What to produce:
Arrange the items from the start through the line containing "[324, 108, 450, 279]" as a two-column CSV with the columns instruction and boxes. Give one row per item, with its text and its answer each in one quoted field and line breaks turned into spaces.

Items for bounding box labeling:
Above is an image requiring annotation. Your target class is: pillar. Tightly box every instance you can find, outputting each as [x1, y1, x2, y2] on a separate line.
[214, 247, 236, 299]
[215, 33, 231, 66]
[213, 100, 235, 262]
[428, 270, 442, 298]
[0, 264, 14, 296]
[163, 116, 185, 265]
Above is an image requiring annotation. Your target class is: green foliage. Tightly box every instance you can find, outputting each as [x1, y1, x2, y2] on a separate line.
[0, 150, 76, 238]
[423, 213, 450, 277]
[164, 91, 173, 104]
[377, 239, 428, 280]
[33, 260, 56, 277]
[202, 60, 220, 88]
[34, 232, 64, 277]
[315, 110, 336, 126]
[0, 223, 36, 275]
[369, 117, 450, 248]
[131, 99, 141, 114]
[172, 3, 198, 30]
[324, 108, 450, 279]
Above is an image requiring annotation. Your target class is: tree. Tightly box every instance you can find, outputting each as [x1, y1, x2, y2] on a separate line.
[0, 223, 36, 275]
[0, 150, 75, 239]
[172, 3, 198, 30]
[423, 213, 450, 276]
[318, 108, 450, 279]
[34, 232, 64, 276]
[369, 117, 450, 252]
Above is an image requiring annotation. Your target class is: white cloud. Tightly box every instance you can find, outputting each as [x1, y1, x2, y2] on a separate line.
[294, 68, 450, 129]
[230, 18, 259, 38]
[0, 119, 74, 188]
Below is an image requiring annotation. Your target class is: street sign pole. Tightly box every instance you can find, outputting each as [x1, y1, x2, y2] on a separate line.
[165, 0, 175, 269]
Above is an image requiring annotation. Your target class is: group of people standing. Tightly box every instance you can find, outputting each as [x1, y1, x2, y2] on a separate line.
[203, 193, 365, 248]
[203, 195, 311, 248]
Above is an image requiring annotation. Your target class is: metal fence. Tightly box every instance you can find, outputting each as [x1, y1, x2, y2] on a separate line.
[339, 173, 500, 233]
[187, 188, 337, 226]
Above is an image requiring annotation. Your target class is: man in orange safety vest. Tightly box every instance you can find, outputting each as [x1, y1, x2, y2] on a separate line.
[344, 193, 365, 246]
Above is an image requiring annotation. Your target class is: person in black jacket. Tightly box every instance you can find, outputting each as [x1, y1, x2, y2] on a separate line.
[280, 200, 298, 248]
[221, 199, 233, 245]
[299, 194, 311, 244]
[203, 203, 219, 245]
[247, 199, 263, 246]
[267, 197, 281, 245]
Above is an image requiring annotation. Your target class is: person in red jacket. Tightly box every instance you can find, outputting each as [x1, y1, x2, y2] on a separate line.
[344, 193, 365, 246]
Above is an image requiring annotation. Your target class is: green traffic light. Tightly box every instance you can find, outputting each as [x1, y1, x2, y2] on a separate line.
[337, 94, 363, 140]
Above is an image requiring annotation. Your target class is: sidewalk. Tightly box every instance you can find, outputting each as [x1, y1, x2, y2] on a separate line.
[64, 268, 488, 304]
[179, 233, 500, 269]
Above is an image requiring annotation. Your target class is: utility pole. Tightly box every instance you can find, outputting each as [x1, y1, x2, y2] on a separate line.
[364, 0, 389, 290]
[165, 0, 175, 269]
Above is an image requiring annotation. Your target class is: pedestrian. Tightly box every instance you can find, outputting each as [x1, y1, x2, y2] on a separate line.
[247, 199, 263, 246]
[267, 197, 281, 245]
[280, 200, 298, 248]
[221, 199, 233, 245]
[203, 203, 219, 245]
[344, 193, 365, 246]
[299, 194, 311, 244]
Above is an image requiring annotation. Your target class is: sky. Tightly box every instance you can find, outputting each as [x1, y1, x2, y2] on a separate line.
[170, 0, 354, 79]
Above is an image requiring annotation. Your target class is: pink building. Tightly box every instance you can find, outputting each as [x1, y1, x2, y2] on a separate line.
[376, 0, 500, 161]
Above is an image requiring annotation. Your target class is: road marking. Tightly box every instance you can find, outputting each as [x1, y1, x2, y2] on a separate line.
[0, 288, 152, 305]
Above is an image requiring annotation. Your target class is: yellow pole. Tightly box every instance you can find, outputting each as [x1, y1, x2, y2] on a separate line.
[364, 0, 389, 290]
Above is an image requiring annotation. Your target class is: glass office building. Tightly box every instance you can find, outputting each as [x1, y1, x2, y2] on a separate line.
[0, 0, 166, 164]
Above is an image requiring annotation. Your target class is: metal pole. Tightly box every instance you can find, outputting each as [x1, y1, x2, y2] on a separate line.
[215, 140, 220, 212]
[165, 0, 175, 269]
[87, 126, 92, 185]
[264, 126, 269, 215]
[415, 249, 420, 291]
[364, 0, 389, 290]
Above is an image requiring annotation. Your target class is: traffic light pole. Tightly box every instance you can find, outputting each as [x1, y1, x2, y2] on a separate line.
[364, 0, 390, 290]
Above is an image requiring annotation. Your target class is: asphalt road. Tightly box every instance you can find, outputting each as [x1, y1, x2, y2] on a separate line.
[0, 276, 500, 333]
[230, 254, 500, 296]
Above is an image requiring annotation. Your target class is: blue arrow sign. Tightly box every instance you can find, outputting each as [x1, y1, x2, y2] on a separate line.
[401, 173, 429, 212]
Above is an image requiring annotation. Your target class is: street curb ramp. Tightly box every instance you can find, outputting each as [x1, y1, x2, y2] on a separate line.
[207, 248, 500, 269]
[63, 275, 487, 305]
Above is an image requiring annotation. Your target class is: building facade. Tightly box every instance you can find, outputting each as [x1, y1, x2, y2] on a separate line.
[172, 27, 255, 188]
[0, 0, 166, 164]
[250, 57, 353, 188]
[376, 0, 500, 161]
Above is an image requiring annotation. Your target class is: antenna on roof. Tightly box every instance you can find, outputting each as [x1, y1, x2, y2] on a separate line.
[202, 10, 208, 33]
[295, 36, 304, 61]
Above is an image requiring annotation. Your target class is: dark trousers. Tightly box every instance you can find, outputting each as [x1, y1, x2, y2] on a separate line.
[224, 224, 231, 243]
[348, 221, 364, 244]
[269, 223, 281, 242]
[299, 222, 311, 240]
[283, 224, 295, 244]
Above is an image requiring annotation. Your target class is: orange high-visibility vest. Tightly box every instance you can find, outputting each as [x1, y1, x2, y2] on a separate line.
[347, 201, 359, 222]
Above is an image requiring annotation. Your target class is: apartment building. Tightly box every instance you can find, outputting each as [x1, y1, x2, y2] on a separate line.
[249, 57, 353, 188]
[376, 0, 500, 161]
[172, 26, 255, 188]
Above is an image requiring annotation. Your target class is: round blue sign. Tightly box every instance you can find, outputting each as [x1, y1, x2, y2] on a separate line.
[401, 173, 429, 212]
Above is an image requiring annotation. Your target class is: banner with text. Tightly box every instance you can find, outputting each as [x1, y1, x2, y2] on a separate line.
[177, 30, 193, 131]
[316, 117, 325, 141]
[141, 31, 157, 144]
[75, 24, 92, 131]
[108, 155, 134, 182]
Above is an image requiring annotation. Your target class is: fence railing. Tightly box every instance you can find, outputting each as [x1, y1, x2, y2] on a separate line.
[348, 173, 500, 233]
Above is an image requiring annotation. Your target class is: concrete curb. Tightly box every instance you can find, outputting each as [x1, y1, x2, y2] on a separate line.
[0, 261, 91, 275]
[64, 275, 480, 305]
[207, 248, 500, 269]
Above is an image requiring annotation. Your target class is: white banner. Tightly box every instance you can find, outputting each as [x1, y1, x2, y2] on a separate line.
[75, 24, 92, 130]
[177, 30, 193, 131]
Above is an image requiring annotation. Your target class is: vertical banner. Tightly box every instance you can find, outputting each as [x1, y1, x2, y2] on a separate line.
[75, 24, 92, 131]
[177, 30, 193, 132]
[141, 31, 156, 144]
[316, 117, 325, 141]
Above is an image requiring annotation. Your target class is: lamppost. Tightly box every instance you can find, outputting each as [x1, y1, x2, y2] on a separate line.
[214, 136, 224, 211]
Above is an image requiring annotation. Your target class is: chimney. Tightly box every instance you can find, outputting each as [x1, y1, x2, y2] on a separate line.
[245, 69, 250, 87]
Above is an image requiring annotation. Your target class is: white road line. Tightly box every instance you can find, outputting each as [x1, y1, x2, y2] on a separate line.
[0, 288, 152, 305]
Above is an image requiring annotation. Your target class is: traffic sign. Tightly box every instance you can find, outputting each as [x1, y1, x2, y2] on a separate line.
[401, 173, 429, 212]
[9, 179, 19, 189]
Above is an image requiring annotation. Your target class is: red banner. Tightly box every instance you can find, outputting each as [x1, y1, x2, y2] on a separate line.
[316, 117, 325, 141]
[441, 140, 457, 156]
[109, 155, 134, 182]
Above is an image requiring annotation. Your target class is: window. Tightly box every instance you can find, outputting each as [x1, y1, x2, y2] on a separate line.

Written answer:
instruction,boxes
"Above is an image requiring annotation. Your target class is: pillar. Tightly box every instance you can find, outputting each as [x1, y1, x2, y2] on a separate line.","[214, 247, 236, 299] [215, 33, 231, 66] [213, 100, 235, 262] [428, 270, 442, 298] [0, 264, 14, 296] [163, 116, 185, 265]"
"Above is an image requiring annotation. Your target class is: green foliage. Tightly box every instance you can find, outputting each as [x1, y1, x2, y2] on a separate line.","[0, 150, 76, 238] [423, 213, 450, 277] [164, 91, 173, 104] [377, 239, 428, 280] [33, 260, 56, 277] [202, 60, 220, 88] [34, 232, 64, 277] [315, 110, 336, 126] [0, 223, 36, 275] [369, 117, 450, 248] [131, 99, 141, 114] [172, 3, 198, 30] [324, 108, 450, 279]"